▶ _AUFGABEN_
(a) Schreibe den Abschnitt des Artikels über die Erderwärmung ab, der mit „Von diesen zwei“ beginnt und nach „aller Welt mitgeschrieben.“ endet. Ersetze dabei „Klimaforscher“ durch „Wissenschaftler“.
(b) Bei wie viel Grad Erwärmung sieht Bundesumweltminister Sigmar Gabriel laut dem Artikel über die Erderwärmung die gefährliche Grenze?

▶ _ZITIERTER TEXT_
*-*-*

13.11.2006 / Schwerpunkt / Seite 3
Klimaforscher schlagen Alarm
Während die Politiker weiter verhandeln, nehmen sowohl die
Warnungen der Wissenschaftler als auch die Treibhausgasemissionen zu
Von Wolfgang Pomrehn
Auf dem UN-Umweltgipfel in Rio de Janeiro hatten sich 1992 die
Regierungen fast aller Staaten darauf geeinigt, »die
Stabilisierung der
Treibhausgaskonzentrationen in der Atmosphäre auf einem Niveau zu
erreichen, auf dem eine gefährliche anthropogene (von Menschen
gemachte) Störung des Klimasystems
verhindert wird«. Doch wo genau diese gefährliche Grenze
liegt, ist
offen. Bundesumweltminister Sigmar Gabriel sieht sie bei zwei Grad
Celsius Erwärmung. Auch andere Regierungen haben in den letzten
Jahren
diese Zahl genannt, doch eine verbindliche Festlegung gibt es noch
nicht.
Von diesen zwei Grad sind 0,6 bis 0,8 Grad bereits erreicht. So stark
hat sich das globale Klima
in den letzten 100 Jahren erwärmt. Dazu werden, wenn die
Treibhausgase
weiter unbegrenzt zunehmen, bis zum Ende des Jahrhunderts
zusätzliche
1,4 bis 5,8 Grad kommen. Davon ging 2001 der IPCC in seinem letzten
Bericht aus, jener wissenschaftliche Beirat der UNO, der in
reglmäßigen
Abständen den Kenntnisstand zusammenträgt. Am genannten
Bericht haben
seinerzeit über 2000 Klimaforscher aus
aller Welt mitgeschrieben.
Inzwischen
befindet sich ein neuer Bericht in der Diskussion. Zu den Ergebnissen
stellte der scheidende UN-Generalsekretär Kofi Annan vergangene
Woche
in einem Artikel in der Washington Post fest: »Der
wissenschaftliche
Konsens, seit längerem klar und eindeutig, bewegt sich heute
schneller
auf das alarmierende Ende der Vorhersagen zu. Viele für ihre
Zurückhaltung bekannte Wissenschaftler sagen inzwischen, daß
die
Erwärmung ein Niveau erreicht hat, an dem Wechselwirkungen
angestoßen
werden könnten, die uns gefährlich nahe an einen Punkt
bringen, von dem
es kein Zurück mehr gibt.« Gemeint sind damit Prozesse wie
das Auftauen
des Permafrostbodens im hohen Norden oder der Rückzug des
arktischen
Meereises. Beides könnte die Erderwärmung in den
nächsten Jahrzehnten
weiter beschleunigen.
Das legt die Annahme nahe, daß zwei Grad
Celsius Erwärmung eher das obere Ende des Erträglichen sind.

*-*-*

▶ _DATENAUSZUG_
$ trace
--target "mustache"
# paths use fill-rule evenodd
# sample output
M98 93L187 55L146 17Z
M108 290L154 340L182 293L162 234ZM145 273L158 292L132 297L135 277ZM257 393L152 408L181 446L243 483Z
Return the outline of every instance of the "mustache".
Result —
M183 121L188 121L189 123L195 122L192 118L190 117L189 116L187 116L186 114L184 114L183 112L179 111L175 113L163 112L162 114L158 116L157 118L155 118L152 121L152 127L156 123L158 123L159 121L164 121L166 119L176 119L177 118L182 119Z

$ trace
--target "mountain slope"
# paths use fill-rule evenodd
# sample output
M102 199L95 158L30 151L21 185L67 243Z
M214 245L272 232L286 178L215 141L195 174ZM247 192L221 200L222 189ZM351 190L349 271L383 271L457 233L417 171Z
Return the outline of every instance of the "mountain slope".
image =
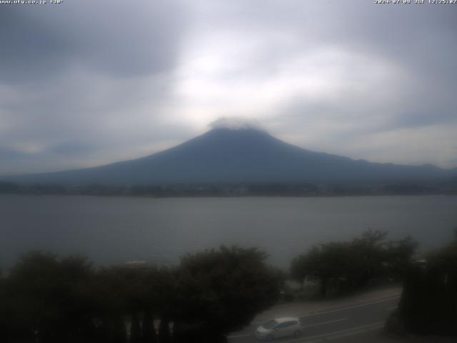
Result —
M9 179L36 183L146 184L427 181L451 174L451 171L433 166L370 163L311 151L251 129L216 129L135 160Z

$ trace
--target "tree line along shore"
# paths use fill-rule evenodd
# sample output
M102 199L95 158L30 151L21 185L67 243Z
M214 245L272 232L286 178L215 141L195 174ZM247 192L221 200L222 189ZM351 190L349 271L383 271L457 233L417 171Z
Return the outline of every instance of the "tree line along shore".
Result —
M239 247L189 254L174 267L96 268L83 257L31 252L0 274L0 337L6 343L224 342L279 301L341 296L379 282L403 283L391 331L457 334L457 230L453 242L423 258L416 248L411 237L367 230L311 247L288 272L268 265L265 252ZM291 278L298 289L288 288Z

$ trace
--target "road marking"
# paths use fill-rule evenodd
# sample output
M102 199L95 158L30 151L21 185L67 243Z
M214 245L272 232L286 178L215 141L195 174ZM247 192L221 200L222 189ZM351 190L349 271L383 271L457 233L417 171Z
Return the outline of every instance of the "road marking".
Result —
M348 307L343 307L341 309L329 309L328 311L323 311L321 312L313 312L313 313L308 313L306 314L298 314L298 315L295 315L295 317L298 317L298 318L306 318L308 317L313 317L313 316L319 316L321 314L326 314L328 313L333 313L333 312L338 312L340 311L344 311L346 309L356 309L358 307L363 307L364 306L369 306L369 305L373 305L375 304L380 304L381 302L388 302L391 300L393 300L394 299L398 299L400 298L401 296L398 295L398 296L395 296L395 297L391 297L389 298L386 298L386 299L381 299L381 300L376 300L374 302L366 302L364 304L359 304L358 305L353 305L353 306L349 306ZM263 320L262 322L254 322L253 323L251 323L250 325L260 325L261 324L263 324L268 322L267 320Z
M322 322L321 323L316 323L316 324L311 324L310 325L305 325L301 327L303 327L303 329L306 329L307 327L319 327L321 325L326 325L327 324L336 323L338 322L343 322L345 320L349 320L349 318L340 318L339 319L329 320L328 322ZM227 338L247 337L248 336L253 336L253 334L235 334L233 336L228 336Z
M307 342L310 339L313 339L315 338L323 337L327 336L333 336L338 334L349 333L353 331L361 330L363 329L368 329L371 327L373 327L371 329L368 329L365 331L373 331L373 330L376 330L378 329L380 329L383 325L384 325L384 322L376 322L375 323L368 324L367 325L362 325L360 327L351 327L350 329L345 329L343 330L333 331L332 332L328 332L326 334L316 334L314 336L309 336L308 337L296 338L293 339L288 339L286 341L281 341L281 343L289 343L291 342Z
M304 327L301 327L305 329L306 327L318 327L320 325L325 325L326 324L336 323L338 322L343 322L344 320L349 320L349 318L341 318L339 319L329 320L328 322L322 322L321 323L311 324L311 325L305 325Z
M233 336L227 336L227 338L247 337L248 336L253 336L253 334L235 334Z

*-*-*

▶ _LÖSUNGEN_
(a)
Von diesen zwei Grad sind 0,6 bis 0,8 Grad bereits erreicht. So stark
hat sich das globale Klima
in den letzten 100 Jahren erwärmt. Dazu werden, wenn die
Treibhausgase
weiter unbegrenzt zunehmen, bis zum Ende des Jahrhunderts
zusätzliche
1,4 bis 5,8 Grad kommen. Davon ging 2001 der IPCC in seinem letzten
Bericht aus, jener wissenschaftliche Beirat der UNO, der in
reglmäßigen
Abständen den Kenntnisstand zusammenträgt. Am genannten
Bericht haben
seinerzeit über 2000 Wissenschaftler aus
aller Welt mitgeschrieben.

(b) Bei zwei Grad Celsius Erwärmung.